* _Task goal_
Rescale the stretch of the listing below from the line containing "As a courtesy, could you identify the black goggles" through the line containing "[181,134,265,175]" by reproducing every one of those lines, requests included, with each bounding-box coordinate in the answers multiplied by 1.55 and rounded to a whole number, halves rounding up. Give only those lines.

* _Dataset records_

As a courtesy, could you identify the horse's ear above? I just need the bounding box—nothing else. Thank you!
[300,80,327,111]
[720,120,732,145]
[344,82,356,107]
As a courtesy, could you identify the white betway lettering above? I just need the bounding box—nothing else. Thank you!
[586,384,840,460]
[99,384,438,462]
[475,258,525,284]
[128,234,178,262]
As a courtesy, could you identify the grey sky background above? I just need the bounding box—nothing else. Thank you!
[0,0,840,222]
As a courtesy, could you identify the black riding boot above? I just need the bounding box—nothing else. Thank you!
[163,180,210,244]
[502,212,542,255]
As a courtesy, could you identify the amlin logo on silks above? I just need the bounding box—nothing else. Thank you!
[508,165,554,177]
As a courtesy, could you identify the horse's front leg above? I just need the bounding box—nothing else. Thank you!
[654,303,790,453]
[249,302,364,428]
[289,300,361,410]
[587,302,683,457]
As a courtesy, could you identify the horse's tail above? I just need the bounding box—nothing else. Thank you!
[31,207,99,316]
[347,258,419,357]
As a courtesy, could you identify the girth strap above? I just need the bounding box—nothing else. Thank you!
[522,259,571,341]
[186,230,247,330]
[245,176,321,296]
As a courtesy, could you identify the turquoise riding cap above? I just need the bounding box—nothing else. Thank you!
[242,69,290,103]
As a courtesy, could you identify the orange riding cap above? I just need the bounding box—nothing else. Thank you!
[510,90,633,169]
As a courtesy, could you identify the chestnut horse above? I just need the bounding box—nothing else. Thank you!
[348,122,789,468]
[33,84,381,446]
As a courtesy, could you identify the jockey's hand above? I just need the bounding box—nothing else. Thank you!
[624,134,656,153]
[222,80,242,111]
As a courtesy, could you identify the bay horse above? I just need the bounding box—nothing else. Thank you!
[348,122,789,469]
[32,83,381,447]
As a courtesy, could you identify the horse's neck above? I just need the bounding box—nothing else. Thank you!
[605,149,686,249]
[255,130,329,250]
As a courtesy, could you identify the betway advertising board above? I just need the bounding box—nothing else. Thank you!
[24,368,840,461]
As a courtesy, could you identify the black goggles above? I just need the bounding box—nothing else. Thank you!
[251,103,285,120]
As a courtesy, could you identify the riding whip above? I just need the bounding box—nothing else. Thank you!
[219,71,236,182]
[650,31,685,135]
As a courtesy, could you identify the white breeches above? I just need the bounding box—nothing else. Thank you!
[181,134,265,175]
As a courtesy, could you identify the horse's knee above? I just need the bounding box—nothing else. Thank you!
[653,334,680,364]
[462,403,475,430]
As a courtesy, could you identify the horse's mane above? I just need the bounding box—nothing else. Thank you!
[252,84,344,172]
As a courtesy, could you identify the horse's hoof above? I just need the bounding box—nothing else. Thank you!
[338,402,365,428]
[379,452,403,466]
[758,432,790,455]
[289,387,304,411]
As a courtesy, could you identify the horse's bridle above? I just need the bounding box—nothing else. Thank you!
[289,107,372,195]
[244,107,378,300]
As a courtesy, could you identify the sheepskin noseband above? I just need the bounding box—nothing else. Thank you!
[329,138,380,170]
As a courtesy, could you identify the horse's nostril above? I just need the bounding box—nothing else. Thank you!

* _Problem solution_
As a courtesy, could you identify the black goggles above? I just need the bounding box—nothing else. Thank you!
[389,160,442,186]
As a courtesy, could you identify the riding whip above? I just need the bounding box—nothing else. Thank you!
[339,110,366,282]
[1008,48,1062,209]
As a courtesy, could you identify the white breeches above? I just need the bounding box—nothing else. Thank you!
[281,208,411,271]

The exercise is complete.